> _Data records_
* * *

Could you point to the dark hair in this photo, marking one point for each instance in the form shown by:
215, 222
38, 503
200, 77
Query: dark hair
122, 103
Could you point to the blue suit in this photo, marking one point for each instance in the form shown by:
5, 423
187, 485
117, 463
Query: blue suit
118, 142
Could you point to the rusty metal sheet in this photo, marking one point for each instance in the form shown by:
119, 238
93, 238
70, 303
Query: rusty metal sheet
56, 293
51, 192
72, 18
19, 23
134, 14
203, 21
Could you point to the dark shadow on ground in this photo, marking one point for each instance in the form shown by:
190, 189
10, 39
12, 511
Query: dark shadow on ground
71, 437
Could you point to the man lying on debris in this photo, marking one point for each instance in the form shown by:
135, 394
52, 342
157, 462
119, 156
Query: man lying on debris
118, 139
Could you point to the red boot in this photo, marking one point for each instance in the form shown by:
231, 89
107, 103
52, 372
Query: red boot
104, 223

* * *

> _Task goal_
Please copy out the whole listing above line for line, changing nothing.

> _Right answer_
Could you point to the dark hair in this photo, marking one point for each instance in the form shown by:
215, 222
38, 503
200, 77
Query: dark hair
122, 103
Could you point to the blue suit in this photo, marking one point for each instance in the form shown by:
5, 423
187, 485
117, 463
Query: blue suit
118, 142
Could you point to the rusty metal sheet in this photo, marking one point for each instance in the form shown by:
119, 238
93, 238
70, 303
Query: rusty metal sheet
56, 293
51, 192
72, 18
19, 23
134, 14
203, 21
Could you point to the dark shadow on ground in this photo, marking one point for each instance in the form shown by:
190, 189
10, 39
12, 511
Query: dark shadow on ground
71, 437
Could you point to the man lying on debris in this photo, marking one point for each instance in the form shown by:
135, 394
52, 342
157, 462
119, 156
Query: man lying on debris
118, 139
Could you point to the red boot in this photo, marking one point for each instance in the form shown by:
231, 89
107, 103
52, 372
Query: red boot
104, 223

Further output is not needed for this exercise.